§ 引用文:
%%

理化学研究所,神戸大学,科学技術振興機構(JST)

令和6年1月31日

理化学研究所
神戸大学
科学技術振興機構(JST)

さまざまな形やサイズの細胞骨格を人工生体膜上で作る

~生体分子アクチンのネットワークを人工的に組み上げる新技術~

理化学研究所(理研) 生命機能科学研究センター 構成的細胞生物学研究チームの山崎 陽祐 リサーチアソシエイト、宮﨑 牧人 チームリーダー、神戸大学 大学院農学研究科 修士課程2年の宮田 優里 大学院生、同バイオシグナル総合研究センターの森垣 憲一 教授(同大学院農学研究科 教授)らの共同研究グループは、生体分子アクチンによる自発的な細胞骨格形成を空間的に制御できる技術を開発しました。

本研究成果は、アクチンが担う細胞の運動や変形など基本的な生命機能の理解だけではなく、がん細胞の浸潤や転移など、アクチンが関わるさまざまな病気の原因の解明や治療法の開発への貢献が期待されます。

%%

§ 取り組む課題:
1. 引用文で名前が挙がっている研究者は誰ですか？全員を挙げてください。
2. 引用文によると、共同研究グループはどのような技術を開発しましたか？
このあとのリストは、引用文とは関係ありません。

§ 入力データ:
%%

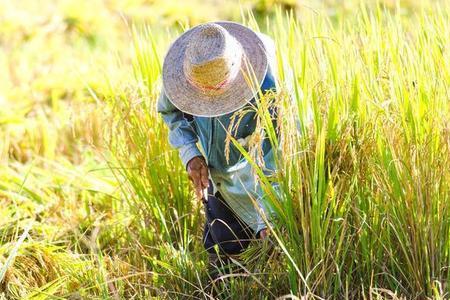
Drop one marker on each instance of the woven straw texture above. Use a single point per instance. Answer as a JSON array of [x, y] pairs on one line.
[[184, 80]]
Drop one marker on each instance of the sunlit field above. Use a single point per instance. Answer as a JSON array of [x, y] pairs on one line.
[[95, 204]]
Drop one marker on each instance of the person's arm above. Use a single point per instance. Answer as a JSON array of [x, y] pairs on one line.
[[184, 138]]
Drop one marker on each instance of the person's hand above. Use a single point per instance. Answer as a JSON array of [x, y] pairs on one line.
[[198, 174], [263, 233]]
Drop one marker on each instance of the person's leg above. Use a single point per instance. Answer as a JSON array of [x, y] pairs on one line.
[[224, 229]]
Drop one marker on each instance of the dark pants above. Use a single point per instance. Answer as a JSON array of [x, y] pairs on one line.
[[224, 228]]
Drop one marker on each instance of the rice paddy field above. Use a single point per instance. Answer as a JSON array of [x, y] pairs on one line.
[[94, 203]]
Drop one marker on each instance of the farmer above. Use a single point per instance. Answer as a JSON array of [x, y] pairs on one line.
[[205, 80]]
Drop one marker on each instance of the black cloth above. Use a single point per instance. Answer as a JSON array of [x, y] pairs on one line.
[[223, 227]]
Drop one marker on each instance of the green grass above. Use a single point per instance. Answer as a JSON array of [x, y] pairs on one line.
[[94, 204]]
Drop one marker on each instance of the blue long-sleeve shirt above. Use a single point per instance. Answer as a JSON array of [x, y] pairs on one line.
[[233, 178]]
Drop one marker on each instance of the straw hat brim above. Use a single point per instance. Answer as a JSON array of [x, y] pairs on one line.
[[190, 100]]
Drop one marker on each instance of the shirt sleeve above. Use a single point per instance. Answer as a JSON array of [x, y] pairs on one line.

%%
%%

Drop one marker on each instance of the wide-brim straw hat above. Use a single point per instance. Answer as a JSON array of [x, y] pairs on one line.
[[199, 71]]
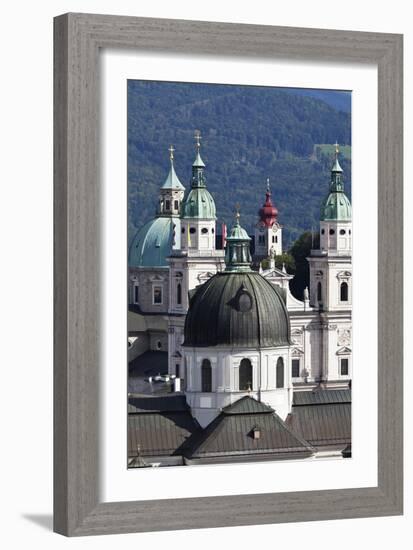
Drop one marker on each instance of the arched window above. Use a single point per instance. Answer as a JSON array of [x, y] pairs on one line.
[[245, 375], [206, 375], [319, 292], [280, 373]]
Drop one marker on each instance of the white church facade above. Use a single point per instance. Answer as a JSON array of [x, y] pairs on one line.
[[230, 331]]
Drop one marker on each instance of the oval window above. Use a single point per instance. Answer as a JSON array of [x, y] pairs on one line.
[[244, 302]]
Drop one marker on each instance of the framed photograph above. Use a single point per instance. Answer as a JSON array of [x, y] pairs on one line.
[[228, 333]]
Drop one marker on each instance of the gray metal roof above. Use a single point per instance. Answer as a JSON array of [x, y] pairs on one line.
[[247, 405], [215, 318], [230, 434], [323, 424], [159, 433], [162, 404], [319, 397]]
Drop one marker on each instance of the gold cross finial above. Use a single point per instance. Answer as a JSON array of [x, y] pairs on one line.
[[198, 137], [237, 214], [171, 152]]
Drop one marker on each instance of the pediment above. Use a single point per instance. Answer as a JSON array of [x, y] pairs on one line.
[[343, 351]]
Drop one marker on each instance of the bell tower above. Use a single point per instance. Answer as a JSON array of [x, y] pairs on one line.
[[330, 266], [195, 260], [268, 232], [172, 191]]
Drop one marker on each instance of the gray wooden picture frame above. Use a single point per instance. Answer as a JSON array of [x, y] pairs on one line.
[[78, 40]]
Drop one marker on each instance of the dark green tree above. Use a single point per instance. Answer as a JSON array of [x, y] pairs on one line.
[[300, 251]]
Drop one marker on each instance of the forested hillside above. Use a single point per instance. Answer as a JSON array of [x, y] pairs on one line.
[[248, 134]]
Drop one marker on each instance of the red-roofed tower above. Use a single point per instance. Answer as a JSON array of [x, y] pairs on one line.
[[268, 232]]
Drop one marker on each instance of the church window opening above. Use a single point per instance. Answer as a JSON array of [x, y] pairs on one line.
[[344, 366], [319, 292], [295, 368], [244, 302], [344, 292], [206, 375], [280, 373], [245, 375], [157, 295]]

%%

§ 課題別の結果:
1. 山崎 陽祐、宮﨑 牧人、宮田 優里、森垣 憲一

2. 生体分子アクチンによる自発的な細胞骨格形成を空間的に制御できる技術です。